[[ TASK DATA, beginning ]]

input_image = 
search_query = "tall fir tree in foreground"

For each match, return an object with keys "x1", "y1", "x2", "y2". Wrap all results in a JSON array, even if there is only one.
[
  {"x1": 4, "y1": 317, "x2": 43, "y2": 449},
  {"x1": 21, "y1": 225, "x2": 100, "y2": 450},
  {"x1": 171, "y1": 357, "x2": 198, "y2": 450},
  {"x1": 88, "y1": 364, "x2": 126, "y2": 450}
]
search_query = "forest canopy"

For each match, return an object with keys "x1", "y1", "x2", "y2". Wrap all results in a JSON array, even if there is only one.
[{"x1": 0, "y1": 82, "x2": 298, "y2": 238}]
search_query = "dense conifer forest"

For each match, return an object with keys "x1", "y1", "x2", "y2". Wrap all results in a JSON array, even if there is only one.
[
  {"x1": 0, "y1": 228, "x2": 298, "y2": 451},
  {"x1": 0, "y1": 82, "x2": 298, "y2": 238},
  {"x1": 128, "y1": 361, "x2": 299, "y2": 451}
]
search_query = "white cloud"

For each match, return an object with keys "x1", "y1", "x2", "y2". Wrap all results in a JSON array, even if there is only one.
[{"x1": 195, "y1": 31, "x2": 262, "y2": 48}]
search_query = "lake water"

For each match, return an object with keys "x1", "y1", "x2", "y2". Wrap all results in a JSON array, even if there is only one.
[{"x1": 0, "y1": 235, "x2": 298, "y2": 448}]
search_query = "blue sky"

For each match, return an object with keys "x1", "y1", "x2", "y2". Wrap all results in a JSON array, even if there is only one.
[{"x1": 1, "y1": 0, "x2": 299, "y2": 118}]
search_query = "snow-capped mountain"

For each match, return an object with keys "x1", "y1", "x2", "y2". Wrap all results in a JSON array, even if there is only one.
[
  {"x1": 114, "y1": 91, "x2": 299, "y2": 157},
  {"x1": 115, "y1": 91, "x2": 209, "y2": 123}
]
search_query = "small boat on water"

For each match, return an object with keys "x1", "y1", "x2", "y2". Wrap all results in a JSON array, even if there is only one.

[[ TASK DATA, end ]]

▶ _WHAT IS BEING ASKED_
Show every line in the entries where the string "water" occurs.

▶ _OUTPUT OF THE EXERCISE_
search_query = "lake water"
search_query = "small boat on water"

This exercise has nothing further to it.